THE AUTHORIZED BIOGRAPHY: FROM GRANTHAM TO THE FALKLANDS

Well-balanced, though not likely to sway either detractors or admirers one way or another. We look forward to the planned...

The authorized, remarkably evenhanded biography of the grimly divisive, late Iron Lady of Britain.

Margaret Thatcher (1925–2013), by Fleet Street journalist and debut author Moore’s account, was not one for the examined life. Like her friend Ronald Reagan, she acted and then moved on, stopping only for an occasional moment of self-criticism for, say, not having been better prepared for a Parliamentary question-and-answer session. And act she did, introducing schemes of privatization and austerity, busting unions, giving aid and comfort to white apartheid regimes in southern Africa—though, Moore hastens to note, her written reference to a “nigger brown” frock was just a garden-variety expression of the time. One feels for the author, given his subject’s lack of self-reflection and paucity of written records, for Thatcher was no writer save for heavily underlined, exclamatory do-this and do-that directives on pieces of paper handed to her. Nonetheless, Moore acquits himself well in this respectful but certainly not hagiographic account. If it’s not entirely warts-and-all, it reckons with some of the darker aspects of her time in power, including her habit of conducting periodic purges to weed out the ideologically suspect within her ranks, as well as some poor and even possibly criminal decisions, such as the sinking of the Argentine ship Belgrano in the early days of the Falklands War. That Thatcher enjoyed far from universal popular support was clear in the aftermath of her recent death, but Moore is correct to note that the relentlessly self-made, all-controlling leader enjoyed a great boost thanks to the Falklands War, which “established [her] personal mastery of the political scene, and convinced people of her special gifts of leadership.”

▸ Written exercise: Extract the part of the Thatcher biography review that opens with the words containing "THE AUTHORIZED BIOGRAPHY: FROM" and closes with "to the planned...", copying it exactly.

▸ Entries shown:
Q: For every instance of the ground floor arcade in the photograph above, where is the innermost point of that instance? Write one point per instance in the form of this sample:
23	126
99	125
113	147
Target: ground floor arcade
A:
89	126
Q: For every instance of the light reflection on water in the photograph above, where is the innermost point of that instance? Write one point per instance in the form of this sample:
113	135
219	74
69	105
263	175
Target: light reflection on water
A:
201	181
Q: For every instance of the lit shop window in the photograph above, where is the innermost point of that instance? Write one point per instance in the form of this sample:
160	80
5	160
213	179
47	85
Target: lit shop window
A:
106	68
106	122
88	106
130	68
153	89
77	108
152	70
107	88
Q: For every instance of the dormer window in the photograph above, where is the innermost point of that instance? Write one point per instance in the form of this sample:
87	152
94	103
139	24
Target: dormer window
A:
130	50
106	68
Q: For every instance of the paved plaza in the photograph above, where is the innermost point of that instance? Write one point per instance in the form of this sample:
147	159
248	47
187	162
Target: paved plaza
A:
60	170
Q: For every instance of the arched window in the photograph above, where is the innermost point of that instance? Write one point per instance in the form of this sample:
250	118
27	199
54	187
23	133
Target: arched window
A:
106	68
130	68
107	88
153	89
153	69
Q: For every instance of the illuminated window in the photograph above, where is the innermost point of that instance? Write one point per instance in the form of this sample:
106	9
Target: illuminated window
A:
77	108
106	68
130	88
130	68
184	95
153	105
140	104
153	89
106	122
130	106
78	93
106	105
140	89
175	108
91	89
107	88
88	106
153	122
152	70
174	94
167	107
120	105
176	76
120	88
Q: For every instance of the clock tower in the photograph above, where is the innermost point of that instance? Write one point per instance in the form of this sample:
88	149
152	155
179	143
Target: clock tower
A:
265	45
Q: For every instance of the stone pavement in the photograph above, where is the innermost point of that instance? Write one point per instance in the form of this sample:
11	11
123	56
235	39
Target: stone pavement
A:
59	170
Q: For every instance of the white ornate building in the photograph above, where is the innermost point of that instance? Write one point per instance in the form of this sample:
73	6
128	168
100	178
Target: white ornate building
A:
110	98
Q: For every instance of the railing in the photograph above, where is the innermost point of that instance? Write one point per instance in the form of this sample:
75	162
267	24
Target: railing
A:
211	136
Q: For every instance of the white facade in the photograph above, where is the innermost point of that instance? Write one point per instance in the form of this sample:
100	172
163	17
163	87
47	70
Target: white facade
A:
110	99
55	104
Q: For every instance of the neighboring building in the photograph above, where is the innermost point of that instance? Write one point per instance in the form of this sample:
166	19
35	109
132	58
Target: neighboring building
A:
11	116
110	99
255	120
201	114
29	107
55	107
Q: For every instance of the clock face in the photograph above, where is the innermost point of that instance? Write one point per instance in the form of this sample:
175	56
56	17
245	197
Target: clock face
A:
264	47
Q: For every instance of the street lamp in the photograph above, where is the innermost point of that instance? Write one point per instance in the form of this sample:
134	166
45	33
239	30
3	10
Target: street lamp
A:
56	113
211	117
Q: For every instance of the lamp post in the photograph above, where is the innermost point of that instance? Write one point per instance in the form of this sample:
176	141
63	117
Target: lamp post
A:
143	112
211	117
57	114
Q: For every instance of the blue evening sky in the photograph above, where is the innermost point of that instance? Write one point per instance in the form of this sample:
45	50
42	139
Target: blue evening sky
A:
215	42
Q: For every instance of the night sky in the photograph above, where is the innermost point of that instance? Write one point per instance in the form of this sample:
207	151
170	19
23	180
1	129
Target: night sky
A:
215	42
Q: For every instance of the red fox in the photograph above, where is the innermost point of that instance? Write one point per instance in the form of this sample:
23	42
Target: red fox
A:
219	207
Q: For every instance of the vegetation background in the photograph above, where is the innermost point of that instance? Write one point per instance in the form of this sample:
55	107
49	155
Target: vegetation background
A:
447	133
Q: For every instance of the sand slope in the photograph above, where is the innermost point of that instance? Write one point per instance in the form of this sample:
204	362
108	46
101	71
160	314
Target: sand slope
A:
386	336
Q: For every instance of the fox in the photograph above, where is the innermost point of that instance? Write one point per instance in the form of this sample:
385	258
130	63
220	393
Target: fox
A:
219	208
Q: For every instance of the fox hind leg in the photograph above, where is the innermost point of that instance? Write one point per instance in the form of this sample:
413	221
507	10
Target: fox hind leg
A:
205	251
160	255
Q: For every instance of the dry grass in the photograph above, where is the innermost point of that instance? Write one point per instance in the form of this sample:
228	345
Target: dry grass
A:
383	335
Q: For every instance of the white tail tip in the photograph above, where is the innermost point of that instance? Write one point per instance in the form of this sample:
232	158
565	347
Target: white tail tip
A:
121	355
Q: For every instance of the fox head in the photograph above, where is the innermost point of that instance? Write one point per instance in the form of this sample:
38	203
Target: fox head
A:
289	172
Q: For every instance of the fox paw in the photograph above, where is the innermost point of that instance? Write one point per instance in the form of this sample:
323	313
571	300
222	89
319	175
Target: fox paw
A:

▸ Problem solution:
THE AUTHORIZED BIOGRAPHY: FROM GRANTHAM TO THE FALKLANDS

Well-balanced, though not likely to sway either detractors or admirers one way or another. We look forward to the planned...